* _BRANO DELL'ESERCIZIO_:
====

Freud suddivide poi gli omosessuali in tre categorie: "integrali" (esclusivamente omosessuali), "anfigenici" (bisessuali) e "occasionali" (eterosessuali che, in condizioni particolari, si prestano a rapporti omosessuali). La tripartizione è piuttosto tradizionale, ma sorprendono i rimandi a Hirschfeld, che altrove deriderà, e poco oltre a Ulrichs, che era invece comunemente deriso dalla comunità scientifica.


La notizia buona, per i nostri antenati di inizio secolo, è che Freud si rifiuta di considerare l'omosessualità come una degenerazione. Su questo punto ha mantenuto una posizione piuttosto coerente negli anni, opponendosi categoricamente alla criminalizzazione dell'omosessualità. Anche quando attaccherà apertamente le teorie di Hirschfeld e soci sul "terzo sesso", riconoscerà sempre la legittimità della loro causa civile.

====

* _DATI DEL DATASET_:
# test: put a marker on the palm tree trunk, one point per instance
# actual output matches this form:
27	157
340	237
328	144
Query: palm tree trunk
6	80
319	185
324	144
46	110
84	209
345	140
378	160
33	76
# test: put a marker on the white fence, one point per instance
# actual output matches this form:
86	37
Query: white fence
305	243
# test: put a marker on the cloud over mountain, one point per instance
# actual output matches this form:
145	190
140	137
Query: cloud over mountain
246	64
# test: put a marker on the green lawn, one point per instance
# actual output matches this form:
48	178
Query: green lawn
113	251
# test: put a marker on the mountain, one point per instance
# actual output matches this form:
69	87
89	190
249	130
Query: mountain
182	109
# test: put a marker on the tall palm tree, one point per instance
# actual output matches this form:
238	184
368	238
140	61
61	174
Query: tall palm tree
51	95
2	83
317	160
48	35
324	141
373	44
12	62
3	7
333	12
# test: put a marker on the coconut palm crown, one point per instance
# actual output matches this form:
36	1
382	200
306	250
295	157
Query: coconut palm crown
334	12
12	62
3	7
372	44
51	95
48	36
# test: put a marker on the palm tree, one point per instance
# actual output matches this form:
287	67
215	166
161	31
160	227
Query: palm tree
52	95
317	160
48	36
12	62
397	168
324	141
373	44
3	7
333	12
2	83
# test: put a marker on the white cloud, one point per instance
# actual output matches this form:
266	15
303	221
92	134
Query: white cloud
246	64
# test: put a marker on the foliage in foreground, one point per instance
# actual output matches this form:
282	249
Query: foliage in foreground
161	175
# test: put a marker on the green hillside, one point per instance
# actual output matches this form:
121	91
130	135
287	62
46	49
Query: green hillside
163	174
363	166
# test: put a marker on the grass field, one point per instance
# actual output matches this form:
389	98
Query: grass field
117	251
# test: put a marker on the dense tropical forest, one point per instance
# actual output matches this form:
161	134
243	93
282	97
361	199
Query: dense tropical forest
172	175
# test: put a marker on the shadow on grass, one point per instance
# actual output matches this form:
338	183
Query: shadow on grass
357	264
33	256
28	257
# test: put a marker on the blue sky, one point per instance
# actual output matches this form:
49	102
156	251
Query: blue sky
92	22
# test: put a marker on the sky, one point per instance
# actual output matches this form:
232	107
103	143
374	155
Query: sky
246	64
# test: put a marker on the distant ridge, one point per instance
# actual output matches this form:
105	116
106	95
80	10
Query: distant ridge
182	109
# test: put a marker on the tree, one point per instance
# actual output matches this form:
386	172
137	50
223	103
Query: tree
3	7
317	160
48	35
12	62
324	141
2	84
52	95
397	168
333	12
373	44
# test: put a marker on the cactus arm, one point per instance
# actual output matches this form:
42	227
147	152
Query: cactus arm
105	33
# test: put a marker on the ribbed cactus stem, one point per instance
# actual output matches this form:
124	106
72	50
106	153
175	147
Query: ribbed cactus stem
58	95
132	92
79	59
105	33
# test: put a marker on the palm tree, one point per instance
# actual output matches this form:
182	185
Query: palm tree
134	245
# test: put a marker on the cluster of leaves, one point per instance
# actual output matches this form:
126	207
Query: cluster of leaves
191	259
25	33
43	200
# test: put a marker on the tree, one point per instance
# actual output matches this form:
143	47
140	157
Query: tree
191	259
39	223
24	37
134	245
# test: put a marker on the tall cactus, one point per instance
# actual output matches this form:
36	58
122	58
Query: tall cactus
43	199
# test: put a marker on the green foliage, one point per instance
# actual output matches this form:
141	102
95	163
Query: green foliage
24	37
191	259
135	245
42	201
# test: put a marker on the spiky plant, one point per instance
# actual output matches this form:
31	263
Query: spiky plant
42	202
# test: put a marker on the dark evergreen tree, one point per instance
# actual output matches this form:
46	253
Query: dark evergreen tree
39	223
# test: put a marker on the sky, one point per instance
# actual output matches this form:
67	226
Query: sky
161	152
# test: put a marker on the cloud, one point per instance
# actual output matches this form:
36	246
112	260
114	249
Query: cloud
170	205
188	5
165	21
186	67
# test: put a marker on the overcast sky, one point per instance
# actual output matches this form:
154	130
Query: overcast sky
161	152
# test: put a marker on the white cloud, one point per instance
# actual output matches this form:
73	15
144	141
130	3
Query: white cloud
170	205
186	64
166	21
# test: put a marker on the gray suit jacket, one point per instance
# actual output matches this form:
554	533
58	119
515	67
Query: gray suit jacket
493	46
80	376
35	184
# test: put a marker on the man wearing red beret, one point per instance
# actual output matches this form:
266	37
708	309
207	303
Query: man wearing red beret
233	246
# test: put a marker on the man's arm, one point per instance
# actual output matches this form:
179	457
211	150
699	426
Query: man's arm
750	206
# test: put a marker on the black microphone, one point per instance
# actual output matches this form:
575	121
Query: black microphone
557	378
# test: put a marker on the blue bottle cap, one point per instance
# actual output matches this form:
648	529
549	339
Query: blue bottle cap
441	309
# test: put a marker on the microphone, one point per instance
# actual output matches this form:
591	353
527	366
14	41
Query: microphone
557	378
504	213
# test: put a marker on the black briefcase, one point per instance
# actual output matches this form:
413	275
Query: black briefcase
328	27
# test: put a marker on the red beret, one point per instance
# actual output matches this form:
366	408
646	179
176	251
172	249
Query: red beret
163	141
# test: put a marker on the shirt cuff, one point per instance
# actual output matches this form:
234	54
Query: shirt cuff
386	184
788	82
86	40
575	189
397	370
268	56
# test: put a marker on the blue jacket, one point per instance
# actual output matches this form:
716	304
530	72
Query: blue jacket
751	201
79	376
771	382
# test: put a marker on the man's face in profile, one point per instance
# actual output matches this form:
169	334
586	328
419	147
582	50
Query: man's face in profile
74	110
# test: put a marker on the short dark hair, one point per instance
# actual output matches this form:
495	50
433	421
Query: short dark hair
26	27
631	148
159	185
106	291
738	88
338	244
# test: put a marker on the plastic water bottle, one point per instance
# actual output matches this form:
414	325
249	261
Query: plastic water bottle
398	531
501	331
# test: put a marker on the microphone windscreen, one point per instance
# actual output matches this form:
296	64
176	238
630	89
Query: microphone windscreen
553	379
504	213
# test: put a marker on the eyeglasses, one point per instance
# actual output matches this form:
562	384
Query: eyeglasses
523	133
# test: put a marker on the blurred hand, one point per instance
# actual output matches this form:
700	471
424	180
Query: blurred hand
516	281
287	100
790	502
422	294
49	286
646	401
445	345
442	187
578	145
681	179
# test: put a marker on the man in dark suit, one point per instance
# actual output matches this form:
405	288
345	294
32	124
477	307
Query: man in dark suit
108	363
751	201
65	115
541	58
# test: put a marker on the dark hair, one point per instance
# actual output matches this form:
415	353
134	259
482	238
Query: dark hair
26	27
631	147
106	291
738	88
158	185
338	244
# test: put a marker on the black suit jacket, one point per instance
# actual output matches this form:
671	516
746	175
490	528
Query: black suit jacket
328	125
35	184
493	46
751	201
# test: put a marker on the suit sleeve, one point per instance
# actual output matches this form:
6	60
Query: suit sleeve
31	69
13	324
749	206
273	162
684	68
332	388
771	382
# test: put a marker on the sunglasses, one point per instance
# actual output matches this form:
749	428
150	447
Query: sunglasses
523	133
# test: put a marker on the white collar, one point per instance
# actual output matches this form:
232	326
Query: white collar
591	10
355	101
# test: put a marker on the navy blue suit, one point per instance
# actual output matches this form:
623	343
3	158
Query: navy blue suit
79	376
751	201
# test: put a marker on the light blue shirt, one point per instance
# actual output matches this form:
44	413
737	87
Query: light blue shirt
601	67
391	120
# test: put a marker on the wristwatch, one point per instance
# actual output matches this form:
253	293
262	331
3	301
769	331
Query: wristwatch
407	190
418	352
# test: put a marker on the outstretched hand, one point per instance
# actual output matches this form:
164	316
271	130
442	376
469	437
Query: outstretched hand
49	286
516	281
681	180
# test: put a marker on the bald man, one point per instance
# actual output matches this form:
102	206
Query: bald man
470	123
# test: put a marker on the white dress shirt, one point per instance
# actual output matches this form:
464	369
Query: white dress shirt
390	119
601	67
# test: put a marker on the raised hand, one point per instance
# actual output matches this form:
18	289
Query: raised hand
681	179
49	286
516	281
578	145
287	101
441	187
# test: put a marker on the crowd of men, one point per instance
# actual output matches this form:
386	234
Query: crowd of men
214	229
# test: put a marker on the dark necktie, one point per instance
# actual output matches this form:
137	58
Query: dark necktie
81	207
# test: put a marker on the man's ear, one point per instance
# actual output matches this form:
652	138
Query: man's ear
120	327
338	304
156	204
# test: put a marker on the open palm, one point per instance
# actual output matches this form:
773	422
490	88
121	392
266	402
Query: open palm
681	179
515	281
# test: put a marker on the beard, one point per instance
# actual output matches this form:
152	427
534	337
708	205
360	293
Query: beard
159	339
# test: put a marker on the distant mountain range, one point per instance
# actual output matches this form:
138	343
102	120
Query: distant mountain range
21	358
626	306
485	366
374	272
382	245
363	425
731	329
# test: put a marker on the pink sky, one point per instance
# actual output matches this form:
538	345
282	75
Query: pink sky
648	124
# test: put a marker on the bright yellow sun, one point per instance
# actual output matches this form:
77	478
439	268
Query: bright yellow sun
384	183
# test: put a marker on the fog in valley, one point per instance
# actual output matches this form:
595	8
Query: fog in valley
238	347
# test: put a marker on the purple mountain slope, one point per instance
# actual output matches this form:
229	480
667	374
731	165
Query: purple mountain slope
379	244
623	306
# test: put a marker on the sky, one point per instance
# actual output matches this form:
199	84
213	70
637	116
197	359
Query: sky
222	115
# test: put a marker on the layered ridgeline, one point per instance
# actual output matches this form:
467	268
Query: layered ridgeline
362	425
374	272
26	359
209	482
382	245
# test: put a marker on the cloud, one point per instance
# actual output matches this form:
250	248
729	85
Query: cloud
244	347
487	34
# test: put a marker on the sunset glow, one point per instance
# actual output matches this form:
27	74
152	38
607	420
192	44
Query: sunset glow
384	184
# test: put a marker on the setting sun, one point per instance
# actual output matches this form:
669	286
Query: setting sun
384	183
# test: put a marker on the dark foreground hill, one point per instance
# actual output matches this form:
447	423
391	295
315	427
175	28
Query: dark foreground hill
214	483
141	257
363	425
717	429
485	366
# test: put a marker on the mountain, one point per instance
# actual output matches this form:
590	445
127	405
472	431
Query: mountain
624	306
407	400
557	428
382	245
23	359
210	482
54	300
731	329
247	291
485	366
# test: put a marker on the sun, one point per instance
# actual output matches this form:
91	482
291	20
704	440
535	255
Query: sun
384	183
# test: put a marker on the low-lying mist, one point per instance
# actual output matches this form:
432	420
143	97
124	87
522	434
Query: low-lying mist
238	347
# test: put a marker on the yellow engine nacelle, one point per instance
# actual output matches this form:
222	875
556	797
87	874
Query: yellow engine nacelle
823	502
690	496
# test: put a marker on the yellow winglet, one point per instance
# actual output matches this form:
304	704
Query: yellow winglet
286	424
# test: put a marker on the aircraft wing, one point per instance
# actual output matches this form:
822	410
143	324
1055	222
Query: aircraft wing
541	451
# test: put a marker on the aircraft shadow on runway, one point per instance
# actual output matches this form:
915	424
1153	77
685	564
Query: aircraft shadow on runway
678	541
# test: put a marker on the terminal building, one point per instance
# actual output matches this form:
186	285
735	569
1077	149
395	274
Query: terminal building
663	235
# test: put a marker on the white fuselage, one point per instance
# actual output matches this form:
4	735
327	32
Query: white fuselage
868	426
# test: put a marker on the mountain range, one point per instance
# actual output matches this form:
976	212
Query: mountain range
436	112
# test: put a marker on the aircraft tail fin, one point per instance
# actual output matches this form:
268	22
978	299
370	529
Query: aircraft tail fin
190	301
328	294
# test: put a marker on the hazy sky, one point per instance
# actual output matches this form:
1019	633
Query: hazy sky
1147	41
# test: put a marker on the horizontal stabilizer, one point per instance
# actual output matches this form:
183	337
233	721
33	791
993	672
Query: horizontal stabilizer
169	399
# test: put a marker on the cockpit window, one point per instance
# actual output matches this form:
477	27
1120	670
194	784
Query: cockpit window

====

* _DOMANDE SUL BRANO_:
[1] Rispondi per favore alle seguenti domande sul brano su Freud e l'omosessualità:
(a) In quali tre categorie Freud suddivide gli omosessuali?
(b) A che cosa si è opposto categoricamente Freud?
(c) Che cosa riconoscerà sempre Freud alla causa di Hirschfeld e soci?
[2] Prosegui il brano su Freud e l'omosessualità a partire dalla sua ultima frase.

* _RISPOSTE PER NUMERO_:
[1]
(a) In "integrali", "anfigenici" e "occasionali".
(b) Alla criminalizzazione dell'omosessualità.
(c) La legittimità della loro causa civile.

[2]
Ma anche su questo punto vi sono ambiguità e risvolti normalizzanti che è bene cogliere appieno. Freud ritiene che l'omosessuale non possa essere colpevolizzato solo perché la sua non è una scelta e perché l'omosessualità non porta di norma a compromettere "la capacità di prestazione e di esistenza" dell'individuo. In altre parole, l'omosessuale non è socialmente pericoloso (concessione non da poco, viste le teorie circolanti in quegli anni), e la sua inversione non ne debilita le facoltà intellettuali e morali, per cui egli è in grado di contribuire - e spesso in sommo grado - all'avanzamento sociale e culturale della collettività. Questo è l'obiettivo che devono prefiggersi tutte le persone adulte e mature, e l'omosessuale, nonostante la sua omosessualità, bene o male ci arriva comunque.

Qui risulta implicito il limite maggiore della teoria freudiana: l'omosessualità è pur sempre una situazione anormale, e anche se non è sociopatica, non può essere considerata equivalente alla norma eterosessuale.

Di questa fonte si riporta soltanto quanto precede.